--- begin ---
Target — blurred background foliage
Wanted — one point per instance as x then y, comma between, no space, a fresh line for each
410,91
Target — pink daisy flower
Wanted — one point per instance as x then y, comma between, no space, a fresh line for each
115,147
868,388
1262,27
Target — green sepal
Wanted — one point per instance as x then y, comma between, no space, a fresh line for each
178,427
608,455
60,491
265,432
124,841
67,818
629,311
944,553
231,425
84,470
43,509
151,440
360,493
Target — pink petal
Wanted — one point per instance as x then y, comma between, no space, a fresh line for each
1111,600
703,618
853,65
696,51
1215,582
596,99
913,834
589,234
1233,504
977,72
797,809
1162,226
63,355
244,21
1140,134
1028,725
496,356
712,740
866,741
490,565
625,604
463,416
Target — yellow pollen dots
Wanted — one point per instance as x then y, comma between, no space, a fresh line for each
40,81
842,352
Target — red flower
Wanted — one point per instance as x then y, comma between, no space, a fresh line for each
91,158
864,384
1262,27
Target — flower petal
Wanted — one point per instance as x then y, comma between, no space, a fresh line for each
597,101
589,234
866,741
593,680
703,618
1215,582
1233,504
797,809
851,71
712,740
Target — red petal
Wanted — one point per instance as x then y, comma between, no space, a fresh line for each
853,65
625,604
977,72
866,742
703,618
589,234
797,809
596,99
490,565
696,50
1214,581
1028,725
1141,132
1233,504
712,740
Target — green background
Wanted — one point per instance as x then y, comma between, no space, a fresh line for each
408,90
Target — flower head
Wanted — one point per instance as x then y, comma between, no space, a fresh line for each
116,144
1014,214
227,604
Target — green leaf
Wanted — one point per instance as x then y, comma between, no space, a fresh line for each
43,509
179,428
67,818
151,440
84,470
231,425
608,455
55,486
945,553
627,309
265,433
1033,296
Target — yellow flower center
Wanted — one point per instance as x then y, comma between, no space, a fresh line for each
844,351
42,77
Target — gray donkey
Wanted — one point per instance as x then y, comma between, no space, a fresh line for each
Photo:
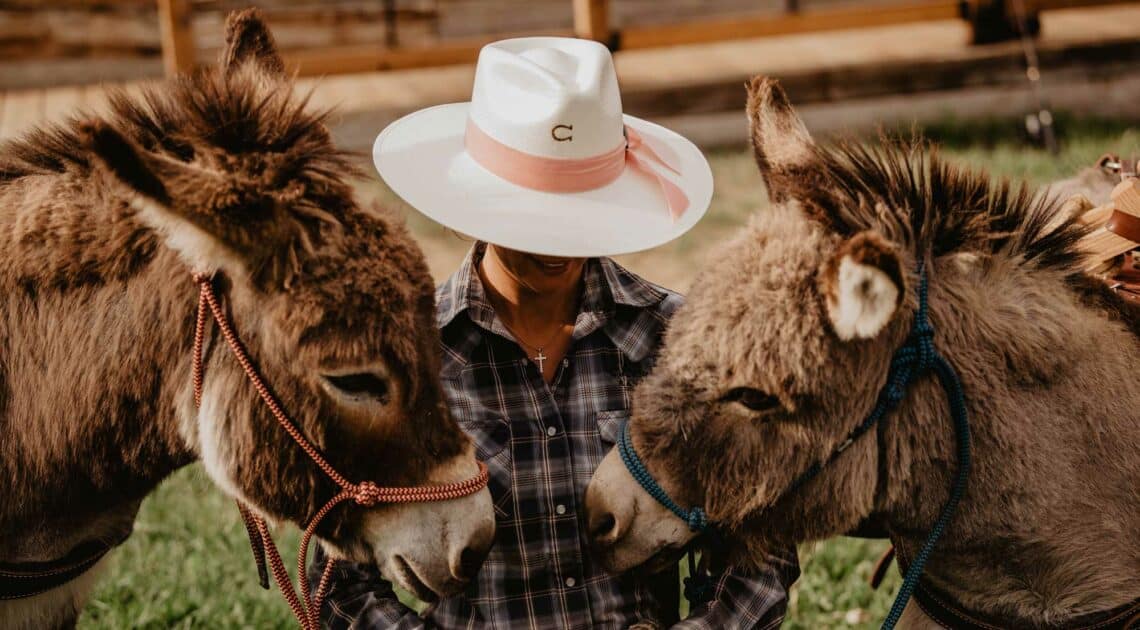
102,225
786,342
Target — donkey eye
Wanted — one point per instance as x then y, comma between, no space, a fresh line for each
751,399
359,385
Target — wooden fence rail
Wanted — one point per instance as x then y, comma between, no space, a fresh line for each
592,21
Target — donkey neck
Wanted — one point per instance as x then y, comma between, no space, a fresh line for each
98,320
1047,526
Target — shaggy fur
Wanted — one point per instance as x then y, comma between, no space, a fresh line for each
102,223
1050,524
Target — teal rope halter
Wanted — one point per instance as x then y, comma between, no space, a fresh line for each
912,360
695,517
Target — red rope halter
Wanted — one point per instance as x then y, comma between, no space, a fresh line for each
365,493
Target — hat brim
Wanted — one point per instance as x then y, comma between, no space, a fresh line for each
422,158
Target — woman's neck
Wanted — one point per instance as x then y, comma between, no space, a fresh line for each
524,308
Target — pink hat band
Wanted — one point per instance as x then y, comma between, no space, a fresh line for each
553,174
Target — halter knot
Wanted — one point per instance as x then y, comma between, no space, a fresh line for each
697,520
366,493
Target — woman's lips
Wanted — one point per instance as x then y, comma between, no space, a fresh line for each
552,268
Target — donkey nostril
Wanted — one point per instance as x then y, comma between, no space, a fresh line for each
470,561
604,529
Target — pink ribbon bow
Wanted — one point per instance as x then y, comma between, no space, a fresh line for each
552,174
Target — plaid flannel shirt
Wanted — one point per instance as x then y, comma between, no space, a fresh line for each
542,443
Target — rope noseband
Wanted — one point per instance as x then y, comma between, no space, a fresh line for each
365,493
694,517
911,361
--- end ---
REQUIRED WORK:
Swap every "Target" in the lines above for "Object" and write all the lines out again with nothing else changed. Leave the pictures out of your answer.

ANSWER TO THE EXERCISE:
Object — blurred background foliage
Wanted — one point per instance as x then y, comma between, no space, a fresh line for each
410,91
Object — pink daisy flower
Wanted — one point per instance as x then y, comma between, no space, a fresh line for each
115,147
868,388
1262,27
Object — green sepal
Wanted — one point per instance as x then y, comma between, no space, a fresh line for each
178,427
608,455
60,491
265,432
124,841
67,818
629,311
944,553
231,425
84,470
43,509
151,440
360,493
Object — pink petal
Wanted — one point per instance as x then y, comma between, no space, a fresh line for each
1111,600
703,618
853,65
696,51
1215,582
596,99
913,834
589,234
1233,504
977,72
797,809
1162,226
63,355
244,21
1140,134
1028,725
496,356
712,740
866,741
490,565
625,604
463,416
Object — yellow pollen dots
Wanted — one point per instance as x then y, comma between, no space, a fresh line for each
40,81
842,352
Object — red flower
Wanted — one point per instance as x then y, comma between, no space, a fresh line for each
91,158
864,384
1262,27
Object — flower petal
Wanted — one point per instance as x then y, comma between, no space, a fresh line for each
597,101
589,234
866,741
593,680
703,618
1215,582
1233,504
797,809
851,71
712,740
Object — red petal
Wanted — one point per instance as x then y, comma between, no space, a fresh line for each
853,65
625,604
977,72
866,742
703,618
589,234
797,809
596,99
490,565
696,50
1214,581
1028,725
1141,132
1233,504
712,740
Object — green background
Wanted — one point per instance as x then y, comma between, no space, a fresh line for each
408,90
Object — flower head
Wanted — one point per instance as x then y, comma between, no space, a fresh line for each
116,144
1014,214
227,604
Object — green leaf
Wanted — one point per instance as x then y, comma between, no space, a fresh line for each
43,509
179,428
67,818
151,440
84,470
231,425
608,455
55,486
945,553
627,309
265,433
1033,296
Object — yellow flower center
Wanted — one point per instance as x then y, comma between, no space, a fresh line for each
844,351
42,77
Object — gray donkey
Wanted — one point per instance as x then y, comma between, no space, a fresh line for each
Photo:
102,225
786,342
Object — donkey eye
Wanted — one point per instance as x then y, comma between, no space, a fresh line for each
751,399
359,385
Object — wooden fence rail
Wanted — one point per instance as x then y, comma between, no space, a fresh line for each
592,21
Object — donkey neck
Wanted — one point per instance as x then y, comma between, no space, a fresh line for each
98,320
1047,526
Object — shaggy fur
Wanted — one point per instance as x then y, comma between, no space, a fresh line for each
102,223
1050,524
Object — teal rope halter
Wanted — one point per instance as x then y, comma between, no space, a fresh line for each
912,360
695,517
Object — red rope halter
Wanted — one point per instance as x then y, comma between, no space, a fresh line for each
365,493
Object — hat brim
Wanted — one point per instance as x then y, comma between, no space, a fresh line for each
422,158
Object — woman's neck
Wanted — one point per instance as x then y, comma between, no space, a fresh line for each
524,308
Object — pink hat band
Wanted — one point per instance as x then y, comma between, no space, a fresh line for each
553,174
Object — halter knot
Wanted — one point per instance as x then y, comma between, no space, a fresh line for each
697,520
366,493
Object — woman's lips
Wanted — one point per instance as x then y, comma between, no space, a fresh line for each
552,268
Object — donkey nostril
Wanted — one point per instance as x then y, comma between, no space, a fresh line for each
470,561
604,529
Object — pink ribbon bow
Wanted — one point per instance as x then y, comma between, no space, a fresh line for each
552,174
Object — plaid flannel shirt
Wanted — one point per instance as x then y, comma between, no space, a fresh line for each
542,443
Object — rope noseband
Wanted — one point per instance as x then y, comma between, no space, a fresh line for each
365,493
694,517
911,361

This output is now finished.